_Task description_
Reproduce every item below verbatim, line for line.

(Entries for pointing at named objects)
^^^^

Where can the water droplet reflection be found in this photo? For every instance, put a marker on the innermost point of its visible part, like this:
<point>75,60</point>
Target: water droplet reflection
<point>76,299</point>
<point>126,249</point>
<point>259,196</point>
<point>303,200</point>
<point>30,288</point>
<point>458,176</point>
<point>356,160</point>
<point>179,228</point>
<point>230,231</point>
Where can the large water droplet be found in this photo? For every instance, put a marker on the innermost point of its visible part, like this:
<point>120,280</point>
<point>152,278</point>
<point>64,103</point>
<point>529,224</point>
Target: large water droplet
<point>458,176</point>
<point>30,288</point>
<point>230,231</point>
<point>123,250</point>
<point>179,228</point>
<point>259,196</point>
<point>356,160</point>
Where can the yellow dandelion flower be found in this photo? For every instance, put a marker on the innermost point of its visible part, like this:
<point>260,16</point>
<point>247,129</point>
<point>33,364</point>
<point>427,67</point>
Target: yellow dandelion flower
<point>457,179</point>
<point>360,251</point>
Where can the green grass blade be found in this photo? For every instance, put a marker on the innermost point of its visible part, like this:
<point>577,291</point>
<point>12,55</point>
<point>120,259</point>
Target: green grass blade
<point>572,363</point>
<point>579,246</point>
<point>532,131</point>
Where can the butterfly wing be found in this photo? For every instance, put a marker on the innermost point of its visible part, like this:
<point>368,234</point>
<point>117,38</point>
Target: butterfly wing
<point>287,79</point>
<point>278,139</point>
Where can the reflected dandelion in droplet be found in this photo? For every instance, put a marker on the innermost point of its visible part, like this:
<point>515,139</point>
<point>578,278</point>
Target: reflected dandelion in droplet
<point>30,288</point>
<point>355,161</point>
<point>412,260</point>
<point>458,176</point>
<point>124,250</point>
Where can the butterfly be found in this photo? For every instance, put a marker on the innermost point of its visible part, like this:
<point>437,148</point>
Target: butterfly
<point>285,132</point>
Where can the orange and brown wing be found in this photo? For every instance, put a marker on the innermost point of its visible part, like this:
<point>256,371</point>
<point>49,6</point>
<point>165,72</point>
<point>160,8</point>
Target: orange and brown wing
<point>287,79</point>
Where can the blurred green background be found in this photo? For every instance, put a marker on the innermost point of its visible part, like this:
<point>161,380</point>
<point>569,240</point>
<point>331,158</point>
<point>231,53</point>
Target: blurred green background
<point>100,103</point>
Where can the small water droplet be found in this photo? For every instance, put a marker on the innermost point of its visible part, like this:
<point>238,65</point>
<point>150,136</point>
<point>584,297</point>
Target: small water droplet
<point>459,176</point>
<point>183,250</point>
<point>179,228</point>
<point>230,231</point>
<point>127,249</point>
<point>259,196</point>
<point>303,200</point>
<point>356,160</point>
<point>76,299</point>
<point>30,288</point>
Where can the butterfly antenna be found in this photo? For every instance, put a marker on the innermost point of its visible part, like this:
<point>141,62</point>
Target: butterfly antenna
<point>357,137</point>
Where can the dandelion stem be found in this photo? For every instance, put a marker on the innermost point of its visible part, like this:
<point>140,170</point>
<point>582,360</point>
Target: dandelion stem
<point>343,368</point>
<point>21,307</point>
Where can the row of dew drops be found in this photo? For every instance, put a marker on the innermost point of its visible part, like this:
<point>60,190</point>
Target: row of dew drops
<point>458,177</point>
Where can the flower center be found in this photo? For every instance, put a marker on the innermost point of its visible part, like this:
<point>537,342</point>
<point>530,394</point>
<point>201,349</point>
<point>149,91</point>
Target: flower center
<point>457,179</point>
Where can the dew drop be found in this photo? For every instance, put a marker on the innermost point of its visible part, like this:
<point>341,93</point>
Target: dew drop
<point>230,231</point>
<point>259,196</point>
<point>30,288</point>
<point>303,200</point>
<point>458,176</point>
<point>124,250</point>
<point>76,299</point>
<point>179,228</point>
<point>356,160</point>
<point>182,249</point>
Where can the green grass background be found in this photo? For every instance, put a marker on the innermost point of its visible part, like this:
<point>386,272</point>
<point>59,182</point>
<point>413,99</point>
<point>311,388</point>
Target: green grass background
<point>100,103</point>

^^^^

_Exercise output_
Where can the water droplet reflection be found in this photo? For every instance, put a marker on the innermost point of its visible part, like this:
<point>75,60</point>
Target: water droplet reflection
<point>76,299</point>
<point>126,249</point>
<point>259,196</point>
<point>303,200</point>
<point>30,288</point>
<point>458,176</point>
<point>356,160</point>
<point>179,228</point>
<point>230,231</point>
Where can the large water droplet be found in this photo? For every instance, put a marker on the innermost point of its visible part, like this:
<point>120,280</point>
<point>152,278</point>
<point>64,103</point>
<point>529,224</point>
Target: large water droplet
<point>458,176</point>
<point>30,288</point>
<point>230,231</point>
<point>123,250</point>
<point>179,228</point>
<point>259,196</point>
<point>356,160</point>
Where can the yellow dandelion flower be found in this photo? For every instance, put a marker on the innermost point of its visible part, like this:
<point>260,16</point>
<point>247,129</point>
<point>33,364</point>
<point>427,67</point>
Target: yellow dandelion flower
<point>457,179</point>
<point>360,251</point>
Where can the green grass blade be found in this photo? For every instance, put a marker on the innermost point of its visible part, like this:
<point>577,291</point>
<point>12,55</point>
<point>120,259</point>
Target: green grass blade
<point>572,363</point>
<point>579,246</point>
<point>532,131</point>
Where can the butterfly wing be found in this photo? For every instance, put a marker on the innermost point of its visible part, like this:
<point>368,234</point>
<point>117,38</point>
Target: butterfly wing
<point>287,79</point>
<point>278,139</point>
Where can the reflected dandelion in droplet be found in this photo? For every instance, put a marker on the innermost point of its visible part, like this:
<point>515,139</point>
<point>578,278</point>
Target: reflected dandelion in droplet
<point>30,288</point>
<point>355,161</point>
<point>412,260</point>
<point>458,176</point>
<point>124,250</point>
Where can the butterfly be found in this photo? For every instance, put a marker on the innermost point of its visible part, like this:
<point>437,148</point>
Target: butterfly
<point>285,132</point>
Where can the orange and brown wing be found in this photo? For every instance, put a marker on the innermost point of its visible part, like this:
<point>256,371</point>
<point>49,6</point>
<point>165,72</point>
<point>160,8</point>
Target: orange and brown wing
<point>287,79</point>
Where can the blurred green background be found in this photo? For every instance, put a marker on the innermost point of its visible part, like this:
<point>161,380</point>
<point>569,240</point>
<point>331,158</point>
<point>231,53</point>
Target: blurred green background
<point>100,103</point>
Where can the small water droplet be found in this photo? For every instance, put a marker on the innermost point of its visible part, like this:
<point>238,65</point>
<point>150,136</point>
<point>584,297</point>
Target: small water droplet
<point>459,176</point>
<point>183,250</point>
<point>179,228</point>
<point>230,231</point>
<point>127,249</point>
<point>259,196</point>
<point>303,200</point>
<point>356,160</point>
<point>76,299</point>
<point>30,288</point>
Where can the butterfly antenna be found in this photo? For every instance, put a marker on the innermost point of its visible part, like this:
<point>141,62</point>
Target: butterfly antenna
<point>357,137</point>
Where can the dandelion stem be found in this photo? For every instance, put a marker on the innermost point of its visible part, like this:
<point>140,170</point>
<point>582,360</point>
Target: dandelion stem
<point>343,368</point>
<point>21,307</point>
Where can the row of dew drops be found in this photo? For every instance, put a marker on the innermost point of its visible part, like this:
<point>60,190</point>
Target: row of dew drops
<point>458,177</point>
Where can the flower center be found in this photo? For every instance, put a marker on the innermost point of its visible part, like this:
<point>537,342</point>
<point>530,394</point>
<point>201,349</point>
<point>149,91</point>
Target: flower center
<point>457,179</point>
Where can the dew drop be found in this photo? For every instance, put a marker on the innermost point of its visible part, like this:
<point>341,93</point>
Target: dew drop
<point>230,231</point>
<point>259,196</point>
<point>30,288</point>
<point>303,200</point>
<point>458,176</point>
<point>124,250</point>
<point>76,299</point>
<point>179,228</point>
<point>356,160</point>
<point>182,249</point>
Where can the green grass background be found in this photo? For every instance, put a marker on the innermost point of its visible part, like this:
<point>386,272</point>
<point>59,182</point>
<point>413,99</point>
<point>311,388</point>
Target: green grass background
<point>100,103</point>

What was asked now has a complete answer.